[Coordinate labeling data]
──────────

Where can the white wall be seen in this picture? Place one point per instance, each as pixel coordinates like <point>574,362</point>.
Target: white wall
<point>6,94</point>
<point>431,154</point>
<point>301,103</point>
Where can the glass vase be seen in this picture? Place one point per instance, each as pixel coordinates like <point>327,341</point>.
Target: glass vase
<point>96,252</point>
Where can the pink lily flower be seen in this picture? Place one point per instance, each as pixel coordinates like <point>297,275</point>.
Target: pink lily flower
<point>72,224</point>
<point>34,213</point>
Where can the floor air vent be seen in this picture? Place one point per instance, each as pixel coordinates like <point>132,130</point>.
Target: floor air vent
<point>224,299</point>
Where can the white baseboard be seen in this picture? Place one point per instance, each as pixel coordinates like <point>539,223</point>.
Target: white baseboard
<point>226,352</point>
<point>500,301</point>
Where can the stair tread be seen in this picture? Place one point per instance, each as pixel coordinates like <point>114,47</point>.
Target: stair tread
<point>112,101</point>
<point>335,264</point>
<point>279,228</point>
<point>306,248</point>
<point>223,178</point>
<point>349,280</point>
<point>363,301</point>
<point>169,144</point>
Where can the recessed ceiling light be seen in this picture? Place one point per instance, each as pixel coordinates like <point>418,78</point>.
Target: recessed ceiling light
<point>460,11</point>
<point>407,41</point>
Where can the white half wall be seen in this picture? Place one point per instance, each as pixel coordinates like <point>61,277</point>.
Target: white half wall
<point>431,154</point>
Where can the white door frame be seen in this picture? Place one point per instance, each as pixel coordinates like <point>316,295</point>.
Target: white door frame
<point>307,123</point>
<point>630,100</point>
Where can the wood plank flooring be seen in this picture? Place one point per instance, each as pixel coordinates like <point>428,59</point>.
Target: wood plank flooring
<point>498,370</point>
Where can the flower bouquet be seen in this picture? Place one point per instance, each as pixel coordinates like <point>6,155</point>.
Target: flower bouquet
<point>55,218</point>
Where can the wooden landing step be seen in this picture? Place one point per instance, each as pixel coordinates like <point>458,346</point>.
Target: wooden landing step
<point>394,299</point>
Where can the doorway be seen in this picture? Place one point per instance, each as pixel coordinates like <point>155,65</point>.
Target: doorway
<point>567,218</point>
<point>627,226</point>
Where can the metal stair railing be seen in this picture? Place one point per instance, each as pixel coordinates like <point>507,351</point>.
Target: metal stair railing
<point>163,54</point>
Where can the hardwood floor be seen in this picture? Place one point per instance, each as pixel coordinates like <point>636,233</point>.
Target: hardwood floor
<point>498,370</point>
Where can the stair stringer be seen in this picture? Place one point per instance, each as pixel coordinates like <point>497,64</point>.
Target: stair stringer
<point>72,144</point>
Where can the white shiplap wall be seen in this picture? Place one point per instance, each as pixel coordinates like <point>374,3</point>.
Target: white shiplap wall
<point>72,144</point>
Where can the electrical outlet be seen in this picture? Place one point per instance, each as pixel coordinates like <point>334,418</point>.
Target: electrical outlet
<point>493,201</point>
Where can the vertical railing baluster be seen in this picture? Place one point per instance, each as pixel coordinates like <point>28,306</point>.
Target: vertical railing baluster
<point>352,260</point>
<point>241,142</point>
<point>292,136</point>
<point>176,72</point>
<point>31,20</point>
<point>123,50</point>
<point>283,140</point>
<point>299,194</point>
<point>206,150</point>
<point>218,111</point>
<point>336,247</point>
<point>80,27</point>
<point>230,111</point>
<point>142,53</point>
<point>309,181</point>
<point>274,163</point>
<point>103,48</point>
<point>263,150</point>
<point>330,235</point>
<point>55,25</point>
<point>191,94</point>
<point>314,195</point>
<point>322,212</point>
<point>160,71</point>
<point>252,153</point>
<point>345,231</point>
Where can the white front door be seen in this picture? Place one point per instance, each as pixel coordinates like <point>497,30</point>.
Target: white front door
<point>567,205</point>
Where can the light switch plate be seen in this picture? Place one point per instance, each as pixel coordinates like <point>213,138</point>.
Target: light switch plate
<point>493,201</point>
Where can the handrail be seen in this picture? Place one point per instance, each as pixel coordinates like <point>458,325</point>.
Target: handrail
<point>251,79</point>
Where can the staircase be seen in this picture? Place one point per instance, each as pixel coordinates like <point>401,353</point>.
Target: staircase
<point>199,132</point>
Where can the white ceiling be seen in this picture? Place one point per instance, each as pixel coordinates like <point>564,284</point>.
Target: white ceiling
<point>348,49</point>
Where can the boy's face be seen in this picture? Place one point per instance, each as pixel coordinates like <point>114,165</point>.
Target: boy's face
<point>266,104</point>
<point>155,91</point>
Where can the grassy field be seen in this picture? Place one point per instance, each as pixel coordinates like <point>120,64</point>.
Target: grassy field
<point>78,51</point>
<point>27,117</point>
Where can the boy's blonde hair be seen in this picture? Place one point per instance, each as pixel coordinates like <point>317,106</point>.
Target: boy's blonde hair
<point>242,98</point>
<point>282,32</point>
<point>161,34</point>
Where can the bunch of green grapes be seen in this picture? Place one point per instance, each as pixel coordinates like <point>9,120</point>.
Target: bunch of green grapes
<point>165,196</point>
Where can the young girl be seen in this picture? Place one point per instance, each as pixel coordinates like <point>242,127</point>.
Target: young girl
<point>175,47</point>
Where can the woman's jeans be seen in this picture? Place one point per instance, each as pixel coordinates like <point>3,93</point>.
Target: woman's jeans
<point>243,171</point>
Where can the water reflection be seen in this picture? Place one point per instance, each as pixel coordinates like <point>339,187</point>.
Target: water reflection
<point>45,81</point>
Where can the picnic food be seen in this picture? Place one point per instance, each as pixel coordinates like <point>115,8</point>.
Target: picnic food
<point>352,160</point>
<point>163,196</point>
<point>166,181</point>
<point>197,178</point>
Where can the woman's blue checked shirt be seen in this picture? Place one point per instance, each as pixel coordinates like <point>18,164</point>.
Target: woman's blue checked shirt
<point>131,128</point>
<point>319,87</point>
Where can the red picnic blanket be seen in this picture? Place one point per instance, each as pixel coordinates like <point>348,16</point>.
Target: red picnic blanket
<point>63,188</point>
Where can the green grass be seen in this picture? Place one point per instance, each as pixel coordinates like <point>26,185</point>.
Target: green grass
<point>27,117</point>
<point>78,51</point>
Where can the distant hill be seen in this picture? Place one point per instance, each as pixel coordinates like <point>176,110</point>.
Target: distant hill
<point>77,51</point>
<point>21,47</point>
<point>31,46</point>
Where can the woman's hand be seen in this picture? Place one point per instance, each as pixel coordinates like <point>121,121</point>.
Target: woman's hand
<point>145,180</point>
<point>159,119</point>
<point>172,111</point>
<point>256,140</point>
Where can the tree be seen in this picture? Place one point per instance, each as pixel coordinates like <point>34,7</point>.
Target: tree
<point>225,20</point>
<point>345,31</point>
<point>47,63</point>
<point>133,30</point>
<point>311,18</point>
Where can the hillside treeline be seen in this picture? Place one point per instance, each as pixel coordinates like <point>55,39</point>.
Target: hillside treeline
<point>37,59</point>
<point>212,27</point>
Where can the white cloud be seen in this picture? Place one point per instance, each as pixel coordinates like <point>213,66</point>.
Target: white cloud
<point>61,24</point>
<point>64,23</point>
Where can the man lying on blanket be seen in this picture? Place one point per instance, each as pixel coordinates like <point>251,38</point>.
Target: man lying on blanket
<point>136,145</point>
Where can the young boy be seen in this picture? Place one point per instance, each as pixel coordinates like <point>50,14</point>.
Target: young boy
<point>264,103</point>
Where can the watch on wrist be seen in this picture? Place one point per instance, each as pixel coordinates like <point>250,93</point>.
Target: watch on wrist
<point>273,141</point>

──────────

[What is being asked] Turn all the rows above into a numbered list, leaving out any blank lines.

[Full solution]
1. Where can the white wall be seen in this picture? Place one point per instance, each as pixel coordinates like <point>574,362</point>.
2. Target: white wall
3. <point>6,94</point>
4. <point>431,154</point>
5. <point>301,103</point>
6. Where can the glass vase be seen in this picture? Place one point per instance, each as pixel coordinates like <point>327,341</point>.
7. Target: glass vase
8. <point>96,252</point>
9. Where can the pink lily flower be seen in this picture? Place one point per instance, each as pixel coordinates like <point>297,275</point>.
10. Target: pink lily flower
11. <point>72,224</point>
12. <point>34,213</point>
13. Where can the floor air vent be seen in this picture? Place one point per instance, each as pixel coordinates like <point>132,130</point>.
14. Target: floor air vent
15. <point>224,299</point>
16. Where can the white baseboard be seen in this picture? Place one point per instance, each as pixel coordinates like <point>539,223</point>.
17. Target: white baseboard
18. <point>226,352</point>
19. <point>500,301</point>
20. Where can the stair tread be seen in this picture? Place one point per instance, each as pixel coordinates like <point>114,47</point>.
21. Target: stair tread
22. <point>112,101</point>
23. <point>335,264</point>
24. <point>279,228</point>
25. <point>306,248</point>
26. <point>223,178</point>
27. <point>349,280</point>
28. <point>363,301</point>
29. <point>169,144</point>
30. Where can the recessed ceiling light be seen in this picture? Place one point per instance, each as pixel coordinates like <point>418,78</point>.
31. Target: recessed ceiling light
32. <point>460,11</point>
33. <point>407,41</point>
34. Where can the white half wall be seen in this picture? Place one point per instance, each as pixel coordinates like <point>61,277</point>.
35. Target: white half wall
36. <point>431,154</point>
37. Where can the white door frame be seen in this picture? Place one point per instance, each as pixel coordinates like <point>316,295</point>.
38. Target: white door frame
39. <point>307,123</point>
40. <point>630,100</point>
41. Where can the wood plank flooring be seen in this picture? Place one point per instance, each as pixel coordinates like <point>428,59</point>.
42. Target: wood plank flooring
43. <point>498,370</point>
44. Where can the flower bouquet be seen in this picture? Place one point per instance, each as pixel coordinates like <point>6,155</point>.
45. Target: flower bouquet
46. <point>55,218</point>
47. Where can the wooden landing step be seen in this picture? Place one point per instance, each as pixel coordinates like <point>458,346</point>.
48. Target: wooden landing step
49. <point>394,299</point>
50. Where can the doorway be seen in this picture? Place one point per instance, each as pixel coordinates like <point>155,65</point>.
51. Target: doorway
52. <point>567,218</point>
53. <point>627,226</point>
54. Where can the metal stair railing be seen in this picture? Place one point per instance, each as pixel coordinates like <point>507,351</point>.
55. Target: metal stair railing
56. <point>163,54</point>
57. Where can the hardwood floor be seen in this picture? Place one point per instance, each as pixel coordinates like <point>636,233</point>.
58. Target: hardwood floor
59. <point>498,370</point>
60. Where can the stair stringer be seen in this picture? Place one point per instance, each as pixel coordinates like <point>497,64</point>.
61. Target: stair stringer
62. <point>72,144</point>
63. Where can the white shiplap wall be seen in this picture? Place one point per instance, each as pixel coordinates like <point>374,3</point>.
64. Target: white shiplap wall
65. <point>72,144</point>
66. Where can the electrical outlet be seen in this picture? Place one point per instance, each as pixel coordinates like <point>334,418</point>.
67. Target: electrical outlet
68. <point>493,201</point>
69. Where can the vertical railing baluster be seen in this picture? Place one point per instance, each as pixel coordinates like <point>28,306</point>.
70. Target: vertical railing baluster
71. <point>352,260</point>
72. <point>241,142</point>
73. <point>292,136</point>
74. <point>176,72</point>
75. <point>31,20</point>
76. <point>123,50</point>
77. <point>283,140</point>
78. <point>299,194</point>
79. <point>206,150</point>
80. <point>218,111</point>
81. <point>336,247</point>
82. <point>80,27</point>
83. <point>230,111</point>
84. <point>142,53</point>
85. <point>309,181</point>
86. <point>274,163</point>
87. <point>103,48</point>
88. <point>263,150</point>
89. <point>330,235</point>
90. <point>55,25</point>
91. <point>191,94</point>
92. <point>314,195</point>
93. <point>322,212</point>
94. <point>160,71</point>
95. <point>252,153</point>
96. <point>345,231</point>
97. Where can the white front door be seen in this picture? Place one point per instance, each as pixel coordinates like <point>497,30</point>.
98. Target: white front door
99. <point>567,205</point>
100. Where can the light switch plate be seen in this picture? Place one point per instance, each as pixel coordinates like <point>213,138</point>.
101. Target: light switch plate
102. <point>493,201</point>
103. Where can the handrail be seen in this picture? Place one point per instance, each as pixel coordinates like <point>458,325</point>.
104. Target: handrail
105. <point>251,79</point>
106. Where can the staircase be seen in this picture? Place one point per instance, each as pixel coordinates like <point>401,353</point>.
107. Target: staircase
108. <point>199,132</point>
109. Where can the white ceiling be seen in this picture? Place one point per instance, each as pixel coordinates like <point>564,284</point>.
110. Target: white ceiling
111. <point>348,49</point>
112. Where can the boy's face be seen in this picture? Place one point per instance, each as pixel coordinates like <point>114,165</point>.
113. Target: boy's face
114. <point>266,104</point>
115. <point>155,91</point>
116. Where can the grassy field be seen in this picture? Place one point per instance, each as pixel coordinates like <point>120,64</point>.
117. Target: grassy field
118. <point>78,51</point>
119. <point>27,117</point>
120. Where can the boy's blonde hair be seen in this picture? Place one point per instance, each as pixel coordinates like <point>317,106</point>.
121. Target: boy's blonde hair
122. <point>242,98</point>
123. <point>282,32</point>
124. <point>161,34</point>
125. Where can the bunch of green grapes be seen in this picture? Place one point per instance, each as pixel coordinates like <point>9,120</point>.
126. Target: bunch of green grapes
127. <point>165,196</point>
128. Where can the young girl be seen in this picture? Place one point per instance, each as pixel coordinates like <point>242,127</point>.
129. Target: young girl
130. <point>175,47</point>
131. Where can the woman's jeans be seen in this picture? Place one point per instance, each as pixel coordinates like <point>3,93</point>.
132. Target: woman's jeans
133. <point>243,171</point>
134. Where can the water reflection be seen in this picture? Place one point per instance, each as pixel coordinates like <point>339,187</point>.
135. Target: water reflection
136. <point>45,81</point>
137. Where can the picnic food be seen in this picture? Place one point per instance, each as pixel coordinates like <point>115,8</point>.
138. Target: picnic food
139. <point>352,160</point>
140. <point>163,196</point>
141. <point>166,181</point>
142. <point>197,178</point>
143. Where can the woman's blue checked shirt be seen in this picture? Place one point per instance, each as pixel coordinates like <point>18,164</point>.
144. Target: woman's blue checked shirt
145. <point>131,128</point>
146. <point>319,87</point>
147. Where can the red picnic blanket be seen in this picture? Place one point per instance, each as pixel coordinates like <point>348,16</point>.
148. Target: red picnic blanket
149. <point>63,188</point>
150. Where can the green grass be seen in this picture? Place one point per instance, each as pixel coordinates like <point>26,185</point>.
151. Target: green grass
152. <point>27,117</point>
153. <point>78,51</point>
154. Where can the distant hill be seen in this picture? Place one point per instance, each as pixel coordinates like <point>176,110</point>.
155. Target: distant hill
156. <point>77,51</point>
157. <point>21,47</point>
158. <point>31,46</point>
159. Where can the woman's hand be seen in this picture? Place one point per instance, each as pixel coordinates like <point>121,121</point>.
160. Target: woman's hand
161. <point>145,180</point>
162. <point>159,119</point>
163. <point>172,111</point>
164. <point>256,140</point>
165. Where can the tree be seen in this picture? Place one point per instance, each as pixel coordinates like <point>34,7</point>.
166. Target: tree
167. <point>225,20</point>
168. <point>345,31</point>
169. <point>47,63</point>
170. <point>133,30</point>
171. <point>311,18</point>
172. Where can the hillside treeline be seen in this picture? Place one point per instance, each as pixel coordinates like <point>55,39</point>.
173. Target: hillside treeline
174. <point>37,59</point>
175. <point>212,27</point>
176. Where can the white cloud be seen in this picture? Place one point per instance, each as pixel coordinates like <point>213,66</point>.
177. Target: white cloud
178. <point>61,24</point>
179. <point>64,23</point>
180. Where can the man lying on blanket be seen in this picture? Place one point per instance, each as pixel coordinates like <point>251,38</point>.
181. Target: man lying on blanket
182. <point>136,145</point>
183. Where can the young boy be seen in this picture? Place one point per instance, each as pixel coordinates like <point>50,14</point>.
184. Target: young boy
185. <point>264,103</point>
186. Where can the watch on wrist be seen in this picture? Place one point per instance, each as pixel coordinates like <point>250,93</point>.
187. Target: watch on wrist
188. <point>273,141</point>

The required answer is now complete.